TO BE DONE =
Write out all the entries word for word, but skip any images.

RECORD EXCERPTS =
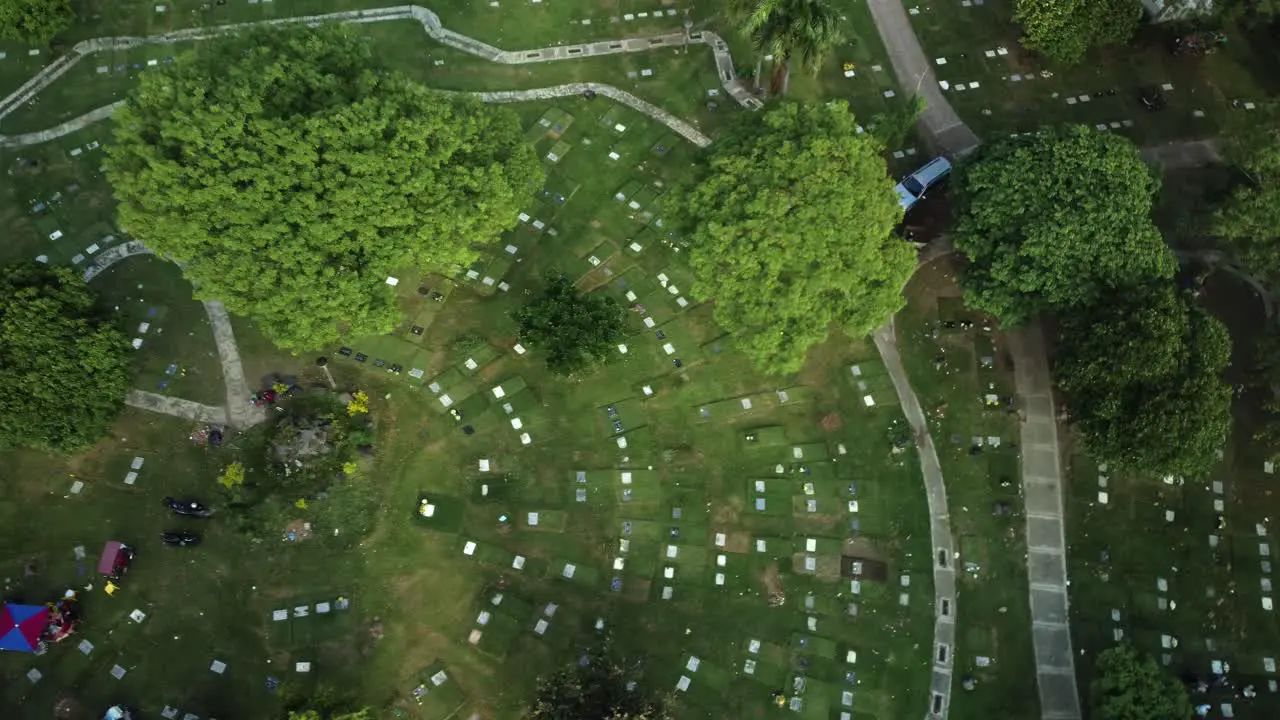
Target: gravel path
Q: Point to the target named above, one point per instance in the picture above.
(940, 525)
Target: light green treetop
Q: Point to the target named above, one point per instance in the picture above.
(64, 367)
(1133, 687)
(790, 229)
(1065, 30)
(1142, 372)
(33, 21)
(291, 176)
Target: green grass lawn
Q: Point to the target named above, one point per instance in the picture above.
(978, 44)
(780, 483)
(952, 369)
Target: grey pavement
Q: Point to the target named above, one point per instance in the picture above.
(430, 23)
(1178, 155)
(1046, 543)
(240, 411)
(1046, 556)
(942, 126)
(177, 406)
(940, 527)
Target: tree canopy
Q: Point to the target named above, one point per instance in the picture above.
(597, 689)
(1133, 687)
(1054, 220)
(1142, 372)
(1065, 30)
(33, 21)
(790, 30)
(291, 176)
(64, 367)
(1249, 219)
(790, 232)
(575, 332)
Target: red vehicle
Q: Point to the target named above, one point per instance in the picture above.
(115, 560)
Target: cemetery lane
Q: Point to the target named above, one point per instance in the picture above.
(942, 126)
(1046, 546)
(940, 523)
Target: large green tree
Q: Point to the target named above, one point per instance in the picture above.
(790, 229)
(33, 21)
(790, 30)
(1142, 372)
(1065, 30)
(1054, 220)
(1249, 218)
(1133, 687)
(64, 367)
(292, 176)
(597, 691)
(575, 332)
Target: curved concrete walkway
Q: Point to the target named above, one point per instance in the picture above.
(238, 411)
(941, 124)
(679, 126)
(1046, 557)
(940, 525)
(434, 28)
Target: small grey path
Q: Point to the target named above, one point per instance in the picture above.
(1046, 557)
(1182, 155)
(942, 126)
(679, 126)
(940, 527)
(238, 411)
(1046, 542)
(177, 406)
(430, 23)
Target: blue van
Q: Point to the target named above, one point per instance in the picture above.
(913, 186)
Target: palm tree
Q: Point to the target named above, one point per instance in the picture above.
(790, 30)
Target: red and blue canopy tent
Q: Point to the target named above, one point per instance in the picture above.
(21, 625)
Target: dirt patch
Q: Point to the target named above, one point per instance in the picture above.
(737, 542)
(772, 582)
(636, 591)
(297, 529)
(727, 514)
(859, 547)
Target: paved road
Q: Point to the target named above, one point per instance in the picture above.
(1046, 545)
(941, 124)
(177, 406)
(1046, 557)
(940, 525)
(1178, 155)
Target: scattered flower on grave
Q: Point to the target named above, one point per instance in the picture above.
(359, 404)
(232, 477)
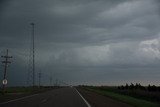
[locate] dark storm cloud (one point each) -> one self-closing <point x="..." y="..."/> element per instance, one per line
<point x="83" y="38"/>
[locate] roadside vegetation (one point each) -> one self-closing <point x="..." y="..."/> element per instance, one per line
<point x="36" y="89"/>
<point x="136" y="95"/>
<point x="18" y="92"/>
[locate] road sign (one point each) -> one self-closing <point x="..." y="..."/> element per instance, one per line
<point x="4" y="82"/>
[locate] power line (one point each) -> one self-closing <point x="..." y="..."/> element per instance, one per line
<point x="33" y="53"/>
<point x="31" y="68"/>
<point x="5" y="62"/>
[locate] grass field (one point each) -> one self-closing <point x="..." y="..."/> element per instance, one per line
<point x="124" y="98"/>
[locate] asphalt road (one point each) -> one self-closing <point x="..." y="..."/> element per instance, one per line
<point x="63" y="97"/>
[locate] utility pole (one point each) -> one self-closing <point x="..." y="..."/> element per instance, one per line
<point x="39" y="76"/>
<point x="5" y="62"/>
<point x="33" y="55"/>
<point x="50" y="81"/>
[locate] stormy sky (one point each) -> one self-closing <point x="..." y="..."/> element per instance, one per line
<point x="95" y="42"/>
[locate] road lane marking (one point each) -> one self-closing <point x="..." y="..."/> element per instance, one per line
<point x="83" y="98"/>
<point x="44" y="100"/>
<point x="18" y="99"/>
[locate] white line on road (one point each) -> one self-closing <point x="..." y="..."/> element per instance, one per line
<point x="83" y="98"/>
<point x="18" y="99"/>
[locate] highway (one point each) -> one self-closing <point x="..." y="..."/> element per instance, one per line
<point x="63" y="97"/>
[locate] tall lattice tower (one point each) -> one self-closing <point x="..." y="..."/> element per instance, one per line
<point x="31" y="63"/>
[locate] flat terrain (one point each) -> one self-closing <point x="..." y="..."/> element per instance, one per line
<point x="97" y="100"/>
<point x="64" y="97"/>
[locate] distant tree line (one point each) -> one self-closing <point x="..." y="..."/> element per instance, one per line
<point x="138" y="86"/>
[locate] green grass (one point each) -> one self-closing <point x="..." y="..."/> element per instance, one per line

OUTPUT =
Target: gravel path
Q: Point to the target named above, one point per instance in the picture above.
(940, 525)
Target: light green treetop
Q: Point to the target named above, one point per instance in the picture above.
(64, 367)
(1133, 687)
(790, 229)
(1065, 30)
(1142, 372)
(33, 21)
(291, 176)
Target: green grass lawn
Q: Point to the target named above, one point per instance in the picture above.
(978, 44)
(780, 483)
(952, 369)
Target: grey pavement
Q: Point to the target named above, one point per instance in the picture above.
(430, 23)
(1178, 155)
(1046, 543)
(240, 411)
(1046, 556)
(942, 126)
(177, 406)
(940, 527)
Target: tree canopy
Q: Point to the target named above, one point per instance in the picture above.
(597, 689)
(1133, 687)
(1054, 220)
(1142, 372)
(1065, 30)
(33, 21)
(790, 30)
(291, 176)
(64, 367)
(1249, 219)
(790, 232)
(575, 332)
Target: red vehicle
Q: Point to the target named above, one point per instance in the picture above.
(115, 560)
Target: cemetery lane
Q: Point to the target named above, one point per instance in the picture above.
(942, 126)
(1046, 546)
(940, 523)
Target: large green tree
Q: Point to the target named above, one point per instance in the picture above.
(790, 229)
(33, 21)
(790, 30)
(1142, 372)
(1065, 30)
(1054, 220)
(1249, 218)
(1133, 687)
(64, 367)
(292, 176)
(597, 691)
(575, 332)
Target: curved concrete walkway
Q: Point to the target named above, one point per instance in the picture above.
(238, 411)
(941, 124)
(679, 126)
(1046, 557)
(940, 525)
(434, 28)
Target: small grey path
Q: Point to the target named above, one point per instance in the picture above.
(1046, 557)
(1182, 155)
(942, 126)
(679, 126)
(940, 527)
(238, 411)
(1046, 542)
(177, 406)
(430, 23)
Target: blue van
Q: Point to the target named above, one point per instance in the picture above.
(913, 186)
Target: palm tree
Q: Point to the target named above, one point per instance in the picture above.
(790, 30)
Target: red and blue canopy tent
Q: Point to the target named above, one point per instance in the picture above.
(21, 625)
Target: dirt patch
Q: Point to the target named above, one point per instance in the picture above.
(737, 542)
(772, 582)
(636, 591)
(297, 529)
(727, 514)
(859, 547)
Target: paved road
Q: Point to the target named above, one point per instance in the picture above.
(1046, 545)
(941, 124)
(177, 406)
(1046, 557)
(940, 525)
(1178, 155)
Target: scattered flower on grave
Q: Point to the target named above, one point per instance in the picture above.
(359, 404)
(232, 477)
[locate] dark storm cloud (one point each) -> one self-closing <point x="..." y="..."/> element per instance, one per line
<point x="83" y="38"/>
[locate] roadside vegetation (one point each) -> one self-closing <point x="..." y="..."/> element per instance, one per line
<point x="36" y="89"/>
<point x="136" y="95"/>
<point x="18" y="92"/>
[locate] road sign (one point each) -> one self-closing <point x="..." y="..."/> element per instance, one per line
<point x="4" y="82"/>
[locate] power line (one point each) -> one self-closing <point x="..." y="..."/> element per instance, one per line
<point x="33" y="53"/>
<point x="31" y="68"/>
<point x="5" y="62"/>
[locate] grass field (one point each) -> one self-closing <point x="..." y="..."/> element per instance, one per line
<point x="124" y="98"/>
[locate] asphalt road (one point each) -> one self-closing <point x="..." y="..."/> element per instance, one per line
<point x="63" y="97"/>
[locate] utility pole (one point each) -> one self-closing <point x="..." y="..."/> element per instance, one per line
<point x="39" y="76"/>
<point x="5" y="62"/>
<point x="33" y="55"/>
<point x="50" y="81"/>
[locate] stormy sky (one point each) -> one self-closing <point x="..." y="..."/> element per instance, one per line
<point x="95" y="42"/>
[locate] road lane marking (one point each) -> one self-closing <point x="..." y="..."/> element per instance, one per line
<point x="83" y="98"/>
<point x="44" y="100"/>
<point x="18" y="99"/>
[locate] white line on road (one point each) -> one self-closing <point x="..." y="..."/> element per instance, one per line
<point x="83" y="98"/>
<point x="18" y="99"/>
[locate] highway (one point each) -> one self-closing <point x="..." y="..."/> element per instance, one per line
<point x="63" y="97"/>
[locate] tall lattice tower (one point each) -> one self-closing <point x="..." y="..."/> element per instance, one per line
<point x="31" y="63"/>
[locate] flat terrain (one point each) -> one self-closing <point x="..." y="..."/> element per instance, one per line
<point x="97" y="100"/>
<point x="64" y="97"/>
[locate] distant tree line (one point each) -> one self-closing <point x="..." y="..."/> element per instance, one per line
<point x="138" y="86"/>
[locate] green grass (one point each) -> one self-closing <point x="..." y="..."/> element per instance, one per line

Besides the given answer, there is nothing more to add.